引用文:
——————
進路指導の先生に言われたとおりのセオリーで入室すると。
3人居並ぶ面接官の真ん中で、
にっこりと温和な微笑みを絶やさずいる人が。
「○○番、S中学校、モノスヤ(仮名)です。」
と名乗りイスにドッカと腰を下ろした私に。
「もう一度♪」
と穏やかに語りかけた。
何のことか一瞬、状況がわからなかった私が。
イスの上で、キョトンとしていると。
「やり直し♪」と、その面接官は私に向かってそう言った。
促されるままにイスから立ち上がり部屋を出る。
私はドアの前で大きく息を吸って、もう一度最初からやり直した。
やや憮然とした表情(だったと思う)で再びイスに腰を掛ける。
すると先生は、さっきと変わらぬ柔和な笑みでまた。
「はいやり直し、もう一度♪」
と、そう言った。これが都合、3度続いた。
繰り返した3度目、
私が憮然を通り越してキレ寸になりながら真ん中を見据えると。
「なんで3度もやり直しさせられたか?あなた、わかりませんか?」
「わかりません。」私は、そう答えた。
本当に、まったく理由がわからなかったのだ。
「あなたは、よそのお家に入るのに、
”どうぞ”と言われる前にズカズカと勝手に上がり込むのかな?」
先生は変わらぬ笑顔で、しかし厳しい一撃を私に食らわした。
言われたことが、すぐには理解できず。
返す言葉も無く、じっと相手の顔を見続けていると。
「あなたは私が”どうぞ”と言う前にイスに座ったでしょ♪」
だから3度もやり直しをさせたのだよと、
そう言われてハッとしたものの。
もう後の祭りだ。
矢でも鉄砲でも持ってきやがれ、このクソオヤジ!
と内心、舌打ちをした私。
(T先生、本当にすんません。)
どうせ負けるなら、いっそ一思いにやられてしまいたい。
もう結構です、と言われ退室させられたら。
どんなに良かったか。
面接官の笑顔に騙され、ほんの一瞬でも「イケル?」などとほくそ笑んだことを。
苦々しく思いながら。
面接官の当たりが最悪に悪かったのだ。
などと自分の失態を棚上げして相手を恨むなど、
まるで子供だった私。
そこで推薦入学試験は終わり、にはならなかった。
そこから短くて長い面接の本番が始まったのだ。
本当に、どうしてあの学校に入れたのか。
どうして入れてもらえたのか、まったく謎だ。未だに。
——————
記録データ:
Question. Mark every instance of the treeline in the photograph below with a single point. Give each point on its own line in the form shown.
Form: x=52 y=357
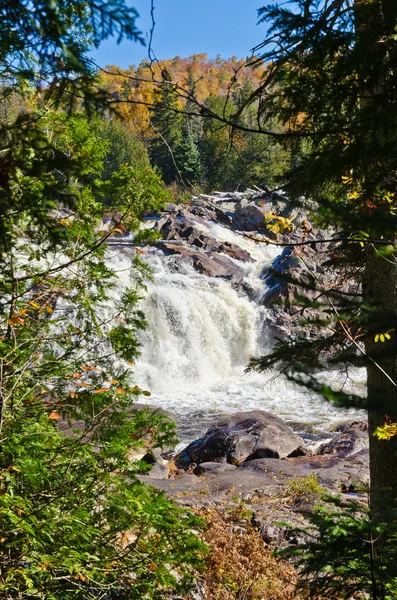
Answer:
x=158 y=122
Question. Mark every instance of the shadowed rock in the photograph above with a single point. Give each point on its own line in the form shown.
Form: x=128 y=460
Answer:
x=241 y=437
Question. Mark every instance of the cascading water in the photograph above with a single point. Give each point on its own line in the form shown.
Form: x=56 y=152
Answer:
x=201 y=333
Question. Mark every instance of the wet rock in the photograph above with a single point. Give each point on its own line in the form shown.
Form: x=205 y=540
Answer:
x=350 y=439
x=238 y=437
x=208 y=263
x=336 y=473
x=249 y=217
x=211 y=468
x=158 y=472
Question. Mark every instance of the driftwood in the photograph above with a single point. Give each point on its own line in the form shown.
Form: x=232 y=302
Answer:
x=224 y=197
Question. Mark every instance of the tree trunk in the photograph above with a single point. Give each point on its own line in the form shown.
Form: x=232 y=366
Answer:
x=380 y=290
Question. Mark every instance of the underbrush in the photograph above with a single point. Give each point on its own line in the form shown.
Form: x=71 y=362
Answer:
x=240 y=567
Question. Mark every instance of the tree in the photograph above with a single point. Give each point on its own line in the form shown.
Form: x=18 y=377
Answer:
x=167 y=124
x=75 y=520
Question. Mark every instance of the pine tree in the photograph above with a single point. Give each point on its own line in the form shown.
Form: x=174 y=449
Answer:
x=167 y=122
x=334 y=85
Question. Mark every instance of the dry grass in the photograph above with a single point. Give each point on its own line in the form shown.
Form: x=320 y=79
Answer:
x=240 y=567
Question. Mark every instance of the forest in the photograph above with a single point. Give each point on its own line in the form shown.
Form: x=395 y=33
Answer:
x=174 y=236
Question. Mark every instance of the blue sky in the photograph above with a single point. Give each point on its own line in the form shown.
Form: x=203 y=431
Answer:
x=184 y=27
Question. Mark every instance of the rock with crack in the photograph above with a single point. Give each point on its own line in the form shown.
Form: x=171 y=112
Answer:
x=242 y=437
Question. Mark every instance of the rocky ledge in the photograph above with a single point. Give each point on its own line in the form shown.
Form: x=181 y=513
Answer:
x=254 y=458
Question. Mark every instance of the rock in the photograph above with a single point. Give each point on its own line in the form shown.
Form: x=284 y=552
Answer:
x=336 y=473
x=239 y=437
x=158 y=471
x=249 y=217
x=211 y=468
x=350 y=439
x=207 y=263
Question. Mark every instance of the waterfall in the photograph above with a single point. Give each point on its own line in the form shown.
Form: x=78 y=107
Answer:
x=201 y=333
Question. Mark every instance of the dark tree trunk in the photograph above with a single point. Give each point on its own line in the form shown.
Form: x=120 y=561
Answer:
x=380 y=290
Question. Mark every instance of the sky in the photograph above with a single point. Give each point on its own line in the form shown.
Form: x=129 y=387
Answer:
x=184 y=27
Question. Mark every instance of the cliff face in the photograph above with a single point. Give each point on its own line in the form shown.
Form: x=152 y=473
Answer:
x=300 y=274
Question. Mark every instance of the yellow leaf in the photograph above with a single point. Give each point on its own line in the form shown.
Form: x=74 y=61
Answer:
x=16 y=320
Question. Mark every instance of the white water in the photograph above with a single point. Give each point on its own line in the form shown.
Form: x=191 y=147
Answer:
x=200 y=336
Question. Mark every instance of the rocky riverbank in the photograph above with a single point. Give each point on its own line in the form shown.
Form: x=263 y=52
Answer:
x=255 y=460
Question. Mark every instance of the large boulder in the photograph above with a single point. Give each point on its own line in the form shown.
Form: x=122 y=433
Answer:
x=249 y=217
x=350 y=439
x=207 y=263
x=242 y=437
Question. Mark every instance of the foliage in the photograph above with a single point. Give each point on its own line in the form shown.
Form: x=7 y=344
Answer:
x=167 y=126
x=124 y=148
x=46 y=43
x=76 y=522
x=239 y=567
x=340 y=559
x=332 y=88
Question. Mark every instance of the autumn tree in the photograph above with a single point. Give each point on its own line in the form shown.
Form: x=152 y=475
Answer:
x=332 y=82
x=76 y=522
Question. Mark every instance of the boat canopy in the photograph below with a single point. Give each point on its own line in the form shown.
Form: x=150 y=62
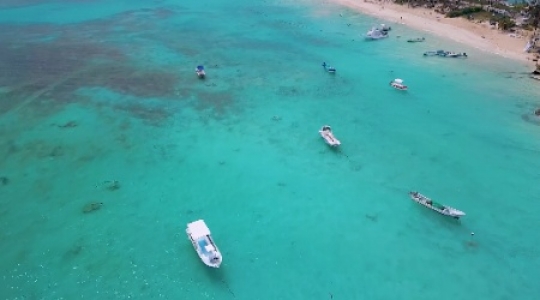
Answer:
x=198 y=229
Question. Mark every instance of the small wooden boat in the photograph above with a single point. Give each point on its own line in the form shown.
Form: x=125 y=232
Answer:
x=398 y=84
x=200 y=72
x=416 y=40
x=328 y=136
x=442 y=209
x=199 y=235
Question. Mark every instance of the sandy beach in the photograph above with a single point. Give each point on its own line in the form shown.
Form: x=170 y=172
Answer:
x=478 y=35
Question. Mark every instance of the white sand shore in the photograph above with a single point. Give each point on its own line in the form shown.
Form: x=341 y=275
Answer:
x=479 y=36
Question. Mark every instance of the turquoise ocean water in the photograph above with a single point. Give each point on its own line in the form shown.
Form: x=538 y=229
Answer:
x=93 y=92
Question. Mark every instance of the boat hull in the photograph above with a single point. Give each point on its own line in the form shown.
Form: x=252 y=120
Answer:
x=329 y=137
x=205 y=248
x=399 y=87
x=443 y=209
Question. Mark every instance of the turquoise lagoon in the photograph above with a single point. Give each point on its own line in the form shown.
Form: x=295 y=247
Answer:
x=94 y=92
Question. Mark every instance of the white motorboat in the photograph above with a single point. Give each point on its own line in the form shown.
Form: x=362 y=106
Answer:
x=199 y=235
x=442 y=209
x=398 y=84
x=328 y=136
x=416 y=40
x=385 y=27
x=376 y=34
x=200 y=72
x=456 y=55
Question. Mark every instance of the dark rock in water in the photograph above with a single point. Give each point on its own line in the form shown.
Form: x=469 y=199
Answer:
x=90 y=207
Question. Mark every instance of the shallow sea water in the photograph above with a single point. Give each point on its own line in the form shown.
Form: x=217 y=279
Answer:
x=95 y=93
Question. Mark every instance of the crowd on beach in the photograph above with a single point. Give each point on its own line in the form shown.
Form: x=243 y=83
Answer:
x=488 y=25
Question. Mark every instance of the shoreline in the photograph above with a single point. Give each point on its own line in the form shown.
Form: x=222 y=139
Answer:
x=477 y=35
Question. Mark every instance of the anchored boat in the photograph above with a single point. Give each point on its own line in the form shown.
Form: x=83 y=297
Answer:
x=200 y=72
x=376 y=34
x=416 y=40
x=328 y=136
x=442 y=209
x=199 y=235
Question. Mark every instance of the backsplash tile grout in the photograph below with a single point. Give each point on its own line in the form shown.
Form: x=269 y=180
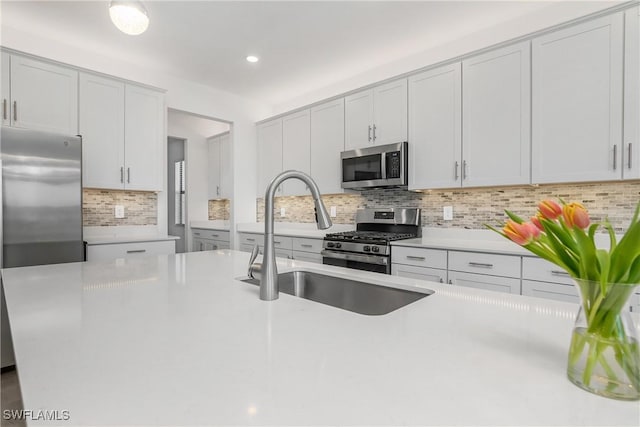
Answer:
x=472 y=207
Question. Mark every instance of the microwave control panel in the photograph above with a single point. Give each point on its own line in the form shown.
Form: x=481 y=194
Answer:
x=393 y=164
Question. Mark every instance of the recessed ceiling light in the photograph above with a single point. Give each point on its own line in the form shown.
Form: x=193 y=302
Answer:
x=129 y=16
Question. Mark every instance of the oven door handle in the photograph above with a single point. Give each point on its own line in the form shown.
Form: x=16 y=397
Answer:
x=369 y=259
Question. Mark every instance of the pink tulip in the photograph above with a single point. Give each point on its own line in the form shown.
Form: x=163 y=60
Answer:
x=575 y=215
x=522 y=234
x=550 y=209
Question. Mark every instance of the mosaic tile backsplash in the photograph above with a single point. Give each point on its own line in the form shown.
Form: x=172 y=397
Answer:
x=140 y=207
x=472 y=208
x=219 y=209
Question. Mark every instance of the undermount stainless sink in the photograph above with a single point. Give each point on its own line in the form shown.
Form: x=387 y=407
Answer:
x=347 y=294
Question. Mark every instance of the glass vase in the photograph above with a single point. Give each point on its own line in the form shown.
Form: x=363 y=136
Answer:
x=604 y=357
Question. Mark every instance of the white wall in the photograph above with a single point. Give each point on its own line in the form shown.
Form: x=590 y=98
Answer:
x=181 y=95
x=554 y=14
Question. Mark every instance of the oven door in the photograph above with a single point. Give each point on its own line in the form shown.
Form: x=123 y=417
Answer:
x=375 y=263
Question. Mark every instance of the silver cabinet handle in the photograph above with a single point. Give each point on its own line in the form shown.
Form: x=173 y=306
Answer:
x=480 y=264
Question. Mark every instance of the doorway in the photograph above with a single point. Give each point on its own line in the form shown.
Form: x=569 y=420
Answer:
x=177 y=202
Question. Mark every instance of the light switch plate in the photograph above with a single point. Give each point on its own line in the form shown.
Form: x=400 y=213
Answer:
x=447 y=213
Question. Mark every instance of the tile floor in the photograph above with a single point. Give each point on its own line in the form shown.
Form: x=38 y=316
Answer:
x=10 y=397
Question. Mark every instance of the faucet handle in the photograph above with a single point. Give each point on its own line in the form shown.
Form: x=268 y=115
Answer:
x=252 y=258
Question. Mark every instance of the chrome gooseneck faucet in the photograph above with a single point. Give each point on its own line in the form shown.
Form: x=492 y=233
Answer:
x=268 y=269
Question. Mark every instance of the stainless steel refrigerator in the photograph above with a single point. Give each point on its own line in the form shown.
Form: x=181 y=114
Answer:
x=41 y=205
——————
やること:
1 – 引用文にある「♪」で終わるかぎかっこの言葉を、出てくる順にすべて書き出してください。
2 – 記録データのうち、「Question. Mark every instance of the microwave」を含む行から「x=550 y=209」を含む行までを、両端の行も入れてそのまま抜き出してください。
引用文と記録データは、互いに何の関係もありません。

解答:
1 –
「もう一度♪」
「やり直し♪」
「はいやり直し、もう一度♪」
「あなたは私が”どうぞ”と言う前にイスに座ったでしょ♪」

2 –
Question. Mark every instance of the microwave control panel in the photograph above with a single point. Give each point on its own line in the form shown.
Form: x=481 y=194
Answer:
x=393 y=164
Question. Mark every instance of the recessed ceiling light in the photograph above with a single point. Give each point on its own line in the form shown.
Form: x=193 y=302
Answer:
x=129 y=16
Question. Mark every instance of the oven door handle in the photograph above with a single point. Give each point on its own line in the form shown.
Form: x=16 y=397
Answer:
x=369 y=259
Question. Mark every instance of the pink tulip in the photograph above with a single point. Give each point on its own line in the form shown.
Form: x=163 y=60
Answer:
x=575 y=215
x=522 y=234
x=550 y=209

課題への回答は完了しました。